**Activity:**
Present the following entries again, word for word and in full.

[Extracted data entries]
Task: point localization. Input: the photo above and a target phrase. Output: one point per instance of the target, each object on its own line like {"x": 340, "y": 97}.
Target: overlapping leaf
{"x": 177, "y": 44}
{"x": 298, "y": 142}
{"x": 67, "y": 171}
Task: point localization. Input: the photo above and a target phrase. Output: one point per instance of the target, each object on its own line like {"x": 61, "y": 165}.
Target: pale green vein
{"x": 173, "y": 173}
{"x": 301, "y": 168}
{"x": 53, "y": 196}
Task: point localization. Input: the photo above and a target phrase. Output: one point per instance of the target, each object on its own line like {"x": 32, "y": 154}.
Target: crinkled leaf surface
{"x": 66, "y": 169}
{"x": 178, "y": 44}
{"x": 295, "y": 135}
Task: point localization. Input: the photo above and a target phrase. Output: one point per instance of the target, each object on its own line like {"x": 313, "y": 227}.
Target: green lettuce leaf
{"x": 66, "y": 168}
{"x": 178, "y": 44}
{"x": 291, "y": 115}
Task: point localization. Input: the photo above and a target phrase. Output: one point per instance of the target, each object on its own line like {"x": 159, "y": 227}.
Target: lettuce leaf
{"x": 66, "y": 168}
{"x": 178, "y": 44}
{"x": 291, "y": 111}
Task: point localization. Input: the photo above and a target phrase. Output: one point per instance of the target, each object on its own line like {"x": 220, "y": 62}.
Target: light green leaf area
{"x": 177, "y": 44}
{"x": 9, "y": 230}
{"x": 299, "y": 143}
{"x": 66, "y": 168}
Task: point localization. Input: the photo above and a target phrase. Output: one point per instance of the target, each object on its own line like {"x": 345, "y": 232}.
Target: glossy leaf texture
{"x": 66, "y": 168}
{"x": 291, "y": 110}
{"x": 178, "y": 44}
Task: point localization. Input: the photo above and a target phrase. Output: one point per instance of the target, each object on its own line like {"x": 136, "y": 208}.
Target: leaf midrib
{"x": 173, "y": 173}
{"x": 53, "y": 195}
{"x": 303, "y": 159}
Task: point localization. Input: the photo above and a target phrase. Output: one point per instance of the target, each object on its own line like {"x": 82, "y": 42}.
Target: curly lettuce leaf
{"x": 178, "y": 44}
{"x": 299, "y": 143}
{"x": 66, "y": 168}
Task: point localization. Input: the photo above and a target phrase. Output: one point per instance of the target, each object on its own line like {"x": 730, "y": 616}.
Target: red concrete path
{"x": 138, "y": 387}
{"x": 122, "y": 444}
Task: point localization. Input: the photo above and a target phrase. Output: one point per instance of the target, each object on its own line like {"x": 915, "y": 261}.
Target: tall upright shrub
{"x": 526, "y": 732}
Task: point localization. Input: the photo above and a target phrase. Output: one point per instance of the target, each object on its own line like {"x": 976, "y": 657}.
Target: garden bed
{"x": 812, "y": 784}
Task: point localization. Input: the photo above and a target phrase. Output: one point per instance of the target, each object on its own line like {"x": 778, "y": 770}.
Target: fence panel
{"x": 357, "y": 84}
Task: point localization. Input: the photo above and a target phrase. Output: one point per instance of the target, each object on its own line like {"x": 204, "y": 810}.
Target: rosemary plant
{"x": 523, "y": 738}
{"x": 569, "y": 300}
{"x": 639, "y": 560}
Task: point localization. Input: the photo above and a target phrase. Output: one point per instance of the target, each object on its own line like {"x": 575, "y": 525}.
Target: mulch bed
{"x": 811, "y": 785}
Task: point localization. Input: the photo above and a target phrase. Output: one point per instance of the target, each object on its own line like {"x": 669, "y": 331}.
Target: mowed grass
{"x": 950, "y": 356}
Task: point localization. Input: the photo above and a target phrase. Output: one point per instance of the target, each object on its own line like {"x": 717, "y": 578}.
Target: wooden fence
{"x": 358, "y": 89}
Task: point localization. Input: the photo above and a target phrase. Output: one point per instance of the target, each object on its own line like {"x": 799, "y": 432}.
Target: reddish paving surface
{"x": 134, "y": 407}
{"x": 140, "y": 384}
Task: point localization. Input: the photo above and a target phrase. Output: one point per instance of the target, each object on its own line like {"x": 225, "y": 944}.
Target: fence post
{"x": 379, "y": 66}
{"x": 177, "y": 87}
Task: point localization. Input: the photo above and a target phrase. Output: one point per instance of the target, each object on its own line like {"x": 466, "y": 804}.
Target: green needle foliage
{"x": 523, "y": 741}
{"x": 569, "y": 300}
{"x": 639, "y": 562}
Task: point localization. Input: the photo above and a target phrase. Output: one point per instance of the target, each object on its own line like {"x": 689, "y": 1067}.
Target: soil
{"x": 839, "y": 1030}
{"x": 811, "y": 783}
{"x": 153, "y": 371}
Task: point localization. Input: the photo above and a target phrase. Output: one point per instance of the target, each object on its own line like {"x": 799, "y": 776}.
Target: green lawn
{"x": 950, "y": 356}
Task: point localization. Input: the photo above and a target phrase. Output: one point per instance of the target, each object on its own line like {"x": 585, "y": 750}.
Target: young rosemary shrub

**Written response:**
Task: point localization. Input: the photo above and a target phrase. Output: one point per instance of the target, each object on its own line like {"x": 340, "y": 97}.
Target: overlapping leaf
{"x": 177, "y": 44}
{"x": 298, "y": 142}
{"x": 67, "y": 171}
Task: point localization. Input: the photo above and a target phrase. Output: one point per instance of the target, each object on its own line like {"x": 61, "y": 165}.
Target: pale green vein
{"x": 173, "y": 173}
{"x": 301, "y": 168}
{"x": 53, "y": 196}
Task: point localization. Input: the photo above and a target phrase. Output: one point per instance of the target, each object on its own line like {"x": 32, "y": 154}.
Target: crinkled leaf surface
{"x": 66, "y": 169}
{"x": 178, "y": 44}
{"x": 295, "y": 135}
Task: point localization. Input: the photo above and a target phrase. Output: one point per instance of the target, each object on its own line like {"x": 313, "y": 227}.
Target: green lettuce leaf
{"x": 66, "y": 168}
{"x": 178, "y": 44}
{"x": 291, "y": 115}
Task: point localization. Input: the photo above and a target phrase. Output: one point per instance of the target, each object on its own line like {"x": 159, "y": 227}.
Target: lettuce leaf
{"x": 66, "y": 168}
{"x": 178, "y": 44}
{"x": 291, "y": 111}
Task: point localization. Input: the photo above and a target phrase. Output: one point per instance of the target, each object on its own line like {"x": 220, "y": 62}.
Target: light green leaf area
{"x": 177, "y": 44}
{"x": 9, "y": 230}
{"x": 299, "y": 143}
{"x": 66, "y": 168}
Task: point localization. Input: the photo above and a target phrase. Output: one point per instance of the target, each object on its own line like {"x": 345, "y": 232}.
Target: glossy leaf texture
{"x": 66, "y": 168}
{"x": 291, "y": 110}
{"x": 178, "y": 44}
Task: point localization. Input: the photo above and a target phrase. Output: one point per instance of the target, each object on its own line like {"x": 136, "y": 208}.
Target: leaf midrib
{"x": 173, "y": 173}
{"x": 53, "y": 195}
{"x": 303, "y": 159}
Task: point localization. Input: the photo above and a target phrase. Output: one point per instance of the target, each object on its own line like {"x": 82, "y": 42}.
Target: curly lettuce leaf
{"x": 178, "y": 44}
{"x": 299, "y": 143}
{"x": 66, "y": 168}
Task: point localization. Input: the photo above and a target phrase. Output: one point per instance of the target, each object on its own line like {"x": 730, "y": 616}.
Target: red concrete path
{"x": 138, "y": 387}
{"x": 122, "y": 444}
Task: point localization. Input: the photo above and a target phrase. Output: one point per instance of the target, each object on its own line like {"x": 915, "y": 261}.
Target: tall upright shrub
{"x": 526, "y": 732}
Task: point localization. Input: the photo above and a target phrase. Output: one point per instance of the target, each object on its own line like {"x": 976, "y": 657}.
Target: garden bed
{"x": 812, "y": 784}
Task: point localization. Input: the photo above and a target phrase. Output: one point per instance of the target, each object on its own line like {"x": 778, "y": 770}.
Target: fence panel
{"x": 357, "y": 84}
Task: point localization. Input: the photo above and a target phrase. Output: one point per instance of the target, each object on its own line like {"x": 204, "y": 810}.
Target: rosemary plant
{"x": 523, "y": 738}
{"x": 569, "y": 300}
{"x": 639, "y": 560}
Task: point localization. Input: the photo above and a target phrase. Output: one point per instance of the target, each object on its own line like {"x": 575, "y": 525}.
Target: mulch bed
{"x": 811, "y": 785}
Task: point localization. Input: the photo above and a target phrase. Output: one point per instance of the target, each object on its own line like {"x": 669, "y": 331}.
Target: mowed grass
{"x": 950, "y": 356}
Task: point localization. Input: the photo above and a target phrase. Output: one point per instance of the target, each object on its own line like {"x": 717, "y": 578}.
Target: wooden fence
{"x": 358, "y": 89}
Task: point localization. Input: the photo above and a target phrase. Output: one point per instance of the target, each object on its own line like {"x": 799, "y": 432}.
Target: reddish paving surface
{"x": 134, "y": 407}
{"x": 140, "y": 384}
Task: point localization. Input: the photo above and a target phrase. Output: one point per instance of the target, each object on its own line like {"x": 225, "y": 944}.
Target: fence post
{"x": 379, "y": 66}
{"x": 177, "y": 87}
Task: point localization. Input: the photo above and a target phrase. Output: one point per instance of the target, each object on its own line like {"x": 466, "y": 804}.
Target: green needle foliage
{"x": 523, "y": 741}
{"x": 569, "y": 300}
{"x": 639, "y": 562}
Task: point localization. Input: the photo above and a target phrase. Output: one point per instance of the target, each object on its own line like {"x": 689, "y": 1067}.
Target: soil
{"x": 839, "y": 1030}
{"x": 811, "y": 783}
{"x": 153, "y": 371}
Task: point localization. Input: the photo above and a target phrase. Output: one point per instance of the target, each object on its own line like {"x": 799, "y": 776}.
Target: green lawn
{"x": 950, "y": 356}
Task: point localization. Input: the photo above and a target phrase. Output: one point per instance of the target, each object on its own line like {"x": 585, "y": 750}.
Target: young rosemary shrub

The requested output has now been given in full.